** BEGIN SELECTION **

With this model, the German government is following in the footsteps of the United States after the Second World War. At that time, just a few years after the fighting ended, a gigantic military-industrial complex was built up, which gradually stifled the civilian economy more and more. The USA no longer produced for civilian purposes. Everything that was not nailed down was imported: food, consumer goods. Because less and less was being invested in broad-based development, the USA brought in skilled workers from abroad – a phenomenon known as brain drain. The USA could afford to do this because, after the Second World War, it had gathered the rest of the world around it and was able to dictate the rules of the game. With the dollar as the reserve currency, the US was able to gain advantages that no other country in the world is allowed to enjoy. The US was able to determine the terms of the oil trade at its own discretion. And if any country in the world refused to accept the Pax Americana, there were harsh punitive expeditions and regime change manoeuvres.

** END SELECTION **

GOALS
(a) In the passage on the postwar United States, what name is given to the practice of bringing in skilled workers from abroad?
(b) Pick up the passage on the postwar United States after its final sentence and carry it forward.

** BEGIN MATERIAL **

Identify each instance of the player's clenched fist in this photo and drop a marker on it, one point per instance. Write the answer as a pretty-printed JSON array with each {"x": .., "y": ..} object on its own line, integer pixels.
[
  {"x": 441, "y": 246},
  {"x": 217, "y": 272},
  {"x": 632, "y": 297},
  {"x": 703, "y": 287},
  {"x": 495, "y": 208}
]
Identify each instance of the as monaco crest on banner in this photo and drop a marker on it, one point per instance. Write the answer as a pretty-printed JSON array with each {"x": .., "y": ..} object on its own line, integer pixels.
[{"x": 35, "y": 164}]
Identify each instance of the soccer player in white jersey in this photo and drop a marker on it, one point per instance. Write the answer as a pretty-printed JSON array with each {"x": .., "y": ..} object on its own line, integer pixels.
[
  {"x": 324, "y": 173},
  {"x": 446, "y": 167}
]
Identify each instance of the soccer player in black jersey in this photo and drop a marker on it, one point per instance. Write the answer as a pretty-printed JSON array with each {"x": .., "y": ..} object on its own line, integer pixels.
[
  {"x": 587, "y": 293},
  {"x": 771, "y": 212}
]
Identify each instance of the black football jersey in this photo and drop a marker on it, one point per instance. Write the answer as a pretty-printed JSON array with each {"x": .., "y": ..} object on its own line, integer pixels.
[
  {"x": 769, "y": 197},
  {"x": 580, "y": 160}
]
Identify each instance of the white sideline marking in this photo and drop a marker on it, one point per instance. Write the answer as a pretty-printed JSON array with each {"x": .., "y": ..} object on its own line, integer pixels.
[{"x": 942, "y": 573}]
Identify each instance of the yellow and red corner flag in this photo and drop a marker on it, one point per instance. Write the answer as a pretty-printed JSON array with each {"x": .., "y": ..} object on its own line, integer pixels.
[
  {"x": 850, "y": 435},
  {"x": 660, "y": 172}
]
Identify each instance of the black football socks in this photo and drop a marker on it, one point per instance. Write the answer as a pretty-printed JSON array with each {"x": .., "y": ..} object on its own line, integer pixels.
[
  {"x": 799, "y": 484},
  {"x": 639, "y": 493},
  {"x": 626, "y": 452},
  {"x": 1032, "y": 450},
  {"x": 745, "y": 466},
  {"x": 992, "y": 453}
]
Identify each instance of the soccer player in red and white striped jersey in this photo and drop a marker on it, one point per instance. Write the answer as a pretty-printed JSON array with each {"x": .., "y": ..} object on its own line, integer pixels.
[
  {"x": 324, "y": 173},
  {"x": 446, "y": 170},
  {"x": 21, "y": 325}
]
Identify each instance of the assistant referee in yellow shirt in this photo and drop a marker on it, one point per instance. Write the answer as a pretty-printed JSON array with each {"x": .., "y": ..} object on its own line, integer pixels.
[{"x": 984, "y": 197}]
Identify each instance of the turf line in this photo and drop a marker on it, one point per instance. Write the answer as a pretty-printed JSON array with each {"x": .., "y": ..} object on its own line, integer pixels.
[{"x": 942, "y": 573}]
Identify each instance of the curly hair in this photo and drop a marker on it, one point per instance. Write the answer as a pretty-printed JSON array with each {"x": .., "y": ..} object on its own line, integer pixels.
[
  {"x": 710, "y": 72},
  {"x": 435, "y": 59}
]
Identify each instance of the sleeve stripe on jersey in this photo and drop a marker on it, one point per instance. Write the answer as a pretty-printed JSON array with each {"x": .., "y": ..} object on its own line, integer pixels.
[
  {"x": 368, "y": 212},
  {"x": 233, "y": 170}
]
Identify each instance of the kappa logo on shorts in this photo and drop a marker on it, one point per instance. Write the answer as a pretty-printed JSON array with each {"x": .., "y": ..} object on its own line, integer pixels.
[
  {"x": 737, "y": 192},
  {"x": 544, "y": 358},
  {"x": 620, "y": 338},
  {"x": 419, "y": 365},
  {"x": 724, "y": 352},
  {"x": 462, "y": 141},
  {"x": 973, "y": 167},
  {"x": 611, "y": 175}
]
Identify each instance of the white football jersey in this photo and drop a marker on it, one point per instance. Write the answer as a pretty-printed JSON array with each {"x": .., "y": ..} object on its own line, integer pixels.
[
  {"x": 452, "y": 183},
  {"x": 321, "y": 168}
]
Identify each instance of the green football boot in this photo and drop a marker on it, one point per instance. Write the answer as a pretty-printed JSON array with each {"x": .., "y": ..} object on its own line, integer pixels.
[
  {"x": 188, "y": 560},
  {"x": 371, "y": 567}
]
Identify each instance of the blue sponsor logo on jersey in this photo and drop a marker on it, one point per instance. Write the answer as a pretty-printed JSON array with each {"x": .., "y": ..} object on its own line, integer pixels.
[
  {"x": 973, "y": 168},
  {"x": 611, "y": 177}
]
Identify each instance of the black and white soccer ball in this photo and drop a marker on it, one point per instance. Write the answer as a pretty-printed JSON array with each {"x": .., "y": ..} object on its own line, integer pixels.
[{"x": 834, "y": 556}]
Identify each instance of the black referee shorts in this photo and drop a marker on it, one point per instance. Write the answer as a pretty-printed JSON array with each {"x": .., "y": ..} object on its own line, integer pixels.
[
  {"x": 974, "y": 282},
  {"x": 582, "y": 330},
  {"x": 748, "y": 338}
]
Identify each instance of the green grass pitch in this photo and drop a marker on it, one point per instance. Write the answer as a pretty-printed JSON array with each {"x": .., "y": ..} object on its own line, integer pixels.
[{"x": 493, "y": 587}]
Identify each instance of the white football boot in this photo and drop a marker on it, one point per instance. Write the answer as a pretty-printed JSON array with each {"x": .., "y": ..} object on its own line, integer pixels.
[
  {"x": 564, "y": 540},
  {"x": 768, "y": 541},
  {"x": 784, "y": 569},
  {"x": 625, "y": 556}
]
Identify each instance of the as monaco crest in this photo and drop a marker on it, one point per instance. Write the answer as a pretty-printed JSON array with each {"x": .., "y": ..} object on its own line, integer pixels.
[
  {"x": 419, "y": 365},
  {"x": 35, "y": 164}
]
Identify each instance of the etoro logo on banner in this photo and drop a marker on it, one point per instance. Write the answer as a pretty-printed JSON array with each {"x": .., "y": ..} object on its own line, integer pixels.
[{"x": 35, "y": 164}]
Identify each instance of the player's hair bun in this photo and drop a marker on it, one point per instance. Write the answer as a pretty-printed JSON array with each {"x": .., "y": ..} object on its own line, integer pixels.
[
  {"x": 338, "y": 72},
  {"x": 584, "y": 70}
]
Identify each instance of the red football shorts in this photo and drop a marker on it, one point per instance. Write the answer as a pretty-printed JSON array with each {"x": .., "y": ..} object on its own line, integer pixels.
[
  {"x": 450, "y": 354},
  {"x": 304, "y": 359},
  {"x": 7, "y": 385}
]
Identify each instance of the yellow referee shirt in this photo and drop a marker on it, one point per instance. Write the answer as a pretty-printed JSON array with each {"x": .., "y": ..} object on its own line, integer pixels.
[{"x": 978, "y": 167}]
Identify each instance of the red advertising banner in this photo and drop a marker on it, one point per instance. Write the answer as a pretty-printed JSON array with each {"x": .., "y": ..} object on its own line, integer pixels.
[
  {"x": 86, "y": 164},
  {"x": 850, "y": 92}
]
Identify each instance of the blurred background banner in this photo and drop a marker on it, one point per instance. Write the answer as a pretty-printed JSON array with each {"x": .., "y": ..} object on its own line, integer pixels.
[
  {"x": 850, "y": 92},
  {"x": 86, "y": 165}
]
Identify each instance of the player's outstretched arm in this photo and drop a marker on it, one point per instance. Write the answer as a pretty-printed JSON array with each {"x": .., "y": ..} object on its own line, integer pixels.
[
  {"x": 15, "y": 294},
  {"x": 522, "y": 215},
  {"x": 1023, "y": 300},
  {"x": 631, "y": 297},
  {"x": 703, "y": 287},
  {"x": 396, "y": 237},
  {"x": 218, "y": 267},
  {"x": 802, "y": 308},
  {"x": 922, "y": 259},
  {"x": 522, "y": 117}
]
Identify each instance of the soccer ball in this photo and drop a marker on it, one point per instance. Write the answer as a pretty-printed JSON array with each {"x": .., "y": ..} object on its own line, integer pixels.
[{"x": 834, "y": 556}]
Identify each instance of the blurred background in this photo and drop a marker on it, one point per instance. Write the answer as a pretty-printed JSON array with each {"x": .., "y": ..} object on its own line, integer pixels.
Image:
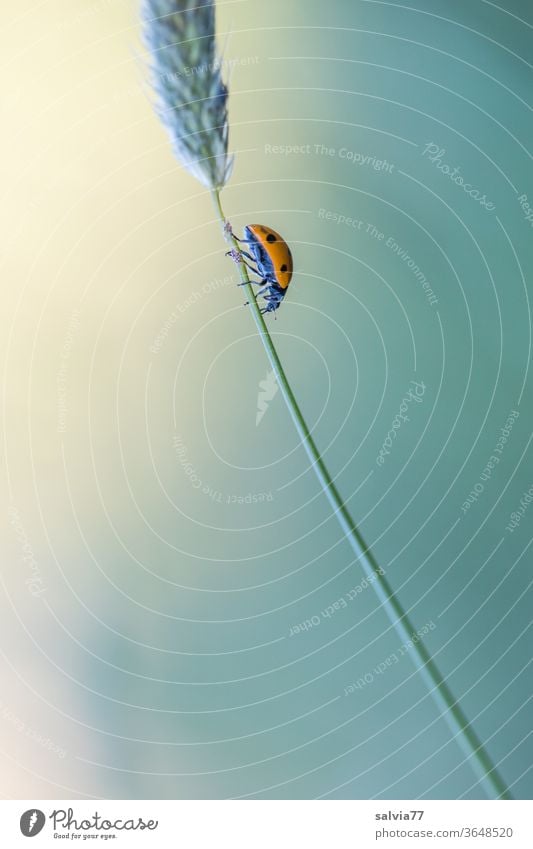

** END MATERIAL **

RESPONSES PER TASK
(a) Brain drain

(b)
Have the German elites not understood anything? A complete conversion of the economy into a military-industrial complex is something you have to be able to afford. Germany is not the centre of the world. Germany is a decapitated limb of the American power machine. The German military will never be in a position to subjugate other countries and cover them with punitive expeditions. Meanwhile, Germany has repeatedly attempted to become the hegemon in the European Union. However, these attempts have failed miserably time and again, falling short halfway. The attempt to break out of the dead end of deindustrialisation through militarisation is doomed to failure from the outset. We can already write off Germany’s military power as a pitiful ruin.
It may be that the failure of this project to establish Germany as a military power will cause the elites to flee, leaving a political vacuum, just as in 1918. If we can counter this militaristic nonsense with a concept of civil society, there will be a unique opportunity for a more humane Germany.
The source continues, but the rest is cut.